■ **練習問題**
a – 原文のうち「以上の簡便な構成からなる」で始まる段落を、主な事実を残して箇条書きで簡潔にまとめてください。
b – 次の記述(i)〜(iii)が原文の内容と合っているかを、それぞれ「はい」か「いいえ」で答えてください。判断の根拠となる原文の語句も引用してください。
(i) 角度20度の場合、全ての条件で洗浄が良好に行われた。
(ii) 所定の角度αは、原則として45度以上であることが好ましい。
(iii) 60度の場合、コンタミの再付着の可能性は低い。
___ 原文
同表によれば、角度20度の場合には全ての条件で洗浄が良好に行われ、40度の場合には概ね良好であるが条件によってはコンタミの再付着等が懸念され、60度の場合にはコンタミの再付着の可能性が高いが条件によっては採用可能であることが理解できる。
【0032】
以上の簡便な構成からなるノズル10と、軸A周りに回転する支持・移動手段とからなる洗浄装置を用いることにより、従来では除去困難であった被洗浄面を広範囲に覆ったコンタミ等被除去物の製品表面からの除去が可能となる。なお、前述した実際の評価結果による所定の角度αの好適な範囲に関して、部分的なコンタミ5の除去領域が形成された後では、被洗浄面3aに対して垂直な方向の流速が大きくなるよりも平行な方向の流速が大きくなる方が、製品3とコンタミ5との間に洗浄液11aが効果的に侵入する可能性が高くなると考えられる。従って、原則的には、所定の角度αは45度以下であることが好ましく、同表の40度の結果はこれを裏付ける。しかし、コンタミ5の物性或いはコンタミ5の製品3に対する付着力が大きく、前述した垂直方向の衝撃も連続的に加えることが求められる場合もある。同表より、60度であれば垂直方向の衝撃力を高くした上でも傾斜ノズルによる吹き付けの効果が得られていることが確認される。以上より、該所定の角度は60度を最大とし、好適にはこれよりも小さい40度、より好適には20度以下に設定されることが好ましい。
______
___ 提供資料
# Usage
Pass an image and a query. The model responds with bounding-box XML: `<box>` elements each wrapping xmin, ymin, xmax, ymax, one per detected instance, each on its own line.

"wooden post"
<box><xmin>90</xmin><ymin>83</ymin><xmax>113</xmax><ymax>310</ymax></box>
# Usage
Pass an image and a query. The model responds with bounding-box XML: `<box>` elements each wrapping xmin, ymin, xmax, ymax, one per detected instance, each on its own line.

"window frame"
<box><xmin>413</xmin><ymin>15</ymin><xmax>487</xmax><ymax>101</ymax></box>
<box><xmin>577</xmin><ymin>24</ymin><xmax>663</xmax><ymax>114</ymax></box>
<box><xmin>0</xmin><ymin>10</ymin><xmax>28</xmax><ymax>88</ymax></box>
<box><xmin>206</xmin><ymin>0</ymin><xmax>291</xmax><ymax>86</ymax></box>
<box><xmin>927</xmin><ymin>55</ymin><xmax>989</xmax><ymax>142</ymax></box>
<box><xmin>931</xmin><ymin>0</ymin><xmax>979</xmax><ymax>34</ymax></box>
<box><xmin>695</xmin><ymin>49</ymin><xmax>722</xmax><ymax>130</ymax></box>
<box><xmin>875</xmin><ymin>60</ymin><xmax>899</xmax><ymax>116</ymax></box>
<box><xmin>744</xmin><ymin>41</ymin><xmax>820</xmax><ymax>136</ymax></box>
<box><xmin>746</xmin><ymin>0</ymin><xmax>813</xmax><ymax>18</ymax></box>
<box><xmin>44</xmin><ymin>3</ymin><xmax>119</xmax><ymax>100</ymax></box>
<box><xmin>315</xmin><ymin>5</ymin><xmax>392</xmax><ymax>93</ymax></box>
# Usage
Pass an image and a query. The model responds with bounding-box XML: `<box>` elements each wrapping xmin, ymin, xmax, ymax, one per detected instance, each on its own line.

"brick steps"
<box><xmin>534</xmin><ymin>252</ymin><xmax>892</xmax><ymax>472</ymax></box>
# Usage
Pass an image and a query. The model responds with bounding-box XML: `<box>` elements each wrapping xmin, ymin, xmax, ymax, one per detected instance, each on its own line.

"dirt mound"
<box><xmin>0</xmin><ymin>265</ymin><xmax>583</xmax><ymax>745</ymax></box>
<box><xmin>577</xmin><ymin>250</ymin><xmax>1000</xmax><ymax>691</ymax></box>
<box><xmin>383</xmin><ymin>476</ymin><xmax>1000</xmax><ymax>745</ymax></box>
______
■ **解答例**
a –
- ノズル10と、軸A周りに回転する支持・移動手段とからなる洗浄装置を使うと、被洗浄面を広範囲に覆ったコンタミ等を製品表面から除去できる。これは従来は困難だった。
- 部分的な除去領域ができた後は、被洗浄面に平行な方向の流速が大きい方が、製品3とコンタミ5の間に洗浄液11aが効果的に侵入する可能性が高いと考えられる。
- そのため、原則として所定の角度αは45度以下が好ましく、表の40度の結果がこれを裏付ける。
- ただし、コンタミ5の物性や付着力が大きい場合は、垂直方向の衝撃を連続的に加えることが求められることもある。
- 60度でも、垂直方向の衝撃力を高めたうえで傾斜ノズルによる吹き付けの効果が得られることが確認されている。
- 以上から、角度は60度を最大とし、好適には40度、より好適には20度以下に設定するのが好ましい。

b –
(i) はい。「角度20度の場合には全ての条件で洗浄が良好に行われ」
(ii) いいえ。「所定の角度αは45度以下であることが好ましく」
(iii) いいえ。「60度の場合にはコンタミの再付着の可能性が高い」